== Task objective ==
Return each line from the rows below that contains the string "stem", copied with no changes.

== Dataset content ==
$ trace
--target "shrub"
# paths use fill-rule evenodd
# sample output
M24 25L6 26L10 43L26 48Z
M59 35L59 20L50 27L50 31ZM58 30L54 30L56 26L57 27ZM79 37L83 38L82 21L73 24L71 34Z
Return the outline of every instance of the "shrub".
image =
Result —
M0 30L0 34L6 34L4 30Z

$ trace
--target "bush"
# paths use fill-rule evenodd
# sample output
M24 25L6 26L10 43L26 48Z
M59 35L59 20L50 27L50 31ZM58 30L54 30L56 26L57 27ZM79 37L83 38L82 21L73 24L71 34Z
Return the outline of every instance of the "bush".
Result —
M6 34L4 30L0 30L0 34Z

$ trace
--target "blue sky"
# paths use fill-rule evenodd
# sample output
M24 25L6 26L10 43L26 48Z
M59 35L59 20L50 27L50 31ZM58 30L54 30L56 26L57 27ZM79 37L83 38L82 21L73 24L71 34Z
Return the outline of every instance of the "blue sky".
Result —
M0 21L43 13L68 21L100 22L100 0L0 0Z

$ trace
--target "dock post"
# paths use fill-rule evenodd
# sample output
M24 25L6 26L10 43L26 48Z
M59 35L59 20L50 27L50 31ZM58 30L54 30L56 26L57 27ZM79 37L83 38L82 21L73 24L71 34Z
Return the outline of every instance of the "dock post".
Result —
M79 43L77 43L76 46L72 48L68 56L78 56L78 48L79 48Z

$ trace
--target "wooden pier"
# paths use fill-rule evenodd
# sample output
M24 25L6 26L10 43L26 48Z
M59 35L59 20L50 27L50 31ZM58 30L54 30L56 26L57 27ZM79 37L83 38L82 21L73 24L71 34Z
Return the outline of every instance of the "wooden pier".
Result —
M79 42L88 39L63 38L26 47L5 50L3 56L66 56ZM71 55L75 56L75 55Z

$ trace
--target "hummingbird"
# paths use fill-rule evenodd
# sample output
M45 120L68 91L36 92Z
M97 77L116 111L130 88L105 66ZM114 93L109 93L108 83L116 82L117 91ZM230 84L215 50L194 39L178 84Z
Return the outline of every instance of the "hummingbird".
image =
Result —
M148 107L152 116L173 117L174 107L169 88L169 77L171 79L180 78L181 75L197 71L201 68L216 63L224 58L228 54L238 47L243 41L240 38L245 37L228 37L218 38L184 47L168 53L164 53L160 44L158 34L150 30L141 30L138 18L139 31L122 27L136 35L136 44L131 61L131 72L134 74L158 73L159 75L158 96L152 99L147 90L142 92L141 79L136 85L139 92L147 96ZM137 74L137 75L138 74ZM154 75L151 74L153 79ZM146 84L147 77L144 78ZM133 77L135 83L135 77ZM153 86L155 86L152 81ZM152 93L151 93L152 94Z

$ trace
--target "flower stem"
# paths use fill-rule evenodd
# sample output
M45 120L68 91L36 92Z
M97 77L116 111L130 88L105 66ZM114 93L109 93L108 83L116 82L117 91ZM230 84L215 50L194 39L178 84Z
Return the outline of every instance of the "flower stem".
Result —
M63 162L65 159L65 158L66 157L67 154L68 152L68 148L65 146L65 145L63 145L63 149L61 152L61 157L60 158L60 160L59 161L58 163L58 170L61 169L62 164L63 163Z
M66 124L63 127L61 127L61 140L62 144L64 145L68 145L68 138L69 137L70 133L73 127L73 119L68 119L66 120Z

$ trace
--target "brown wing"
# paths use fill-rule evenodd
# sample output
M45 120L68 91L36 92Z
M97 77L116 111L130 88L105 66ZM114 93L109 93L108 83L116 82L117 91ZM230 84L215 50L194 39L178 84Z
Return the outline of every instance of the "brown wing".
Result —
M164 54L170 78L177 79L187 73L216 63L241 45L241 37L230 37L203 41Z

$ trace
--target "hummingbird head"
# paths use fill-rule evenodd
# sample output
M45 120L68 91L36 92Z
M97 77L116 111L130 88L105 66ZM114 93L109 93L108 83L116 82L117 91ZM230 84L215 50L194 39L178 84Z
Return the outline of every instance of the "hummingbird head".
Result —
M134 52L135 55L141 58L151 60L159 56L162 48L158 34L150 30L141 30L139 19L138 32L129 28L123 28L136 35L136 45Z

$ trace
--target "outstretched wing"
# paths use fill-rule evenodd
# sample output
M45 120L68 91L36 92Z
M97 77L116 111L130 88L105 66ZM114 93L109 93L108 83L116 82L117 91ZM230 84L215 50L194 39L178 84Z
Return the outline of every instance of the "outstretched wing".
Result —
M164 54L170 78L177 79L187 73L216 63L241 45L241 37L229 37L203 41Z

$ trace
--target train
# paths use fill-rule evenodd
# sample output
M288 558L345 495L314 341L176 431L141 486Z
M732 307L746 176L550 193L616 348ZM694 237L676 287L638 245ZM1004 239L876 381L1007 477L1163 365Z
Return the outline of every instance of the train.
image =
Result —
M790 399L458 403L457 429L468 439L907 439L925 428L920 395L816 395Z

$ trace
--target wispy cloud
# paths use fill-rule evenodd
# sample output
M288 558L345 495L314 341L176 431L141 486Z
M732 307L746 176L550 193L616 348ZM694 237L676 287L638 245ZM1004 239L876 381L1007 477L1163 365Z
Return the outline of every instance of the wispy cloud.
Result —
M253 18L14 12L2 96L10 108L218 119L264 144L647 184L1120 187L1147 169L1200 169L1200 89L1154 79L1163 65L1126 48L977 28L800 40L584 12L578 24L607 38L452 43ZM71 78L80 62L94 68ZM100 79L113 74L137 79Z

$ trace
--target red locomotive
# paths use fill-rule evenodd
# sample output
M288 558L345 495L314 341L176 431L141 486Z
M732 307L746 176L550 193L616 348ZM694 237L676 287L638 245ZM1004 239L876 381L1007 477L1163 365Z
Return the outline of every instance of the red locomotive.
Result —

== Response to the task ==
--target "flower stem"
Return the outline of every instance of the "flower stem".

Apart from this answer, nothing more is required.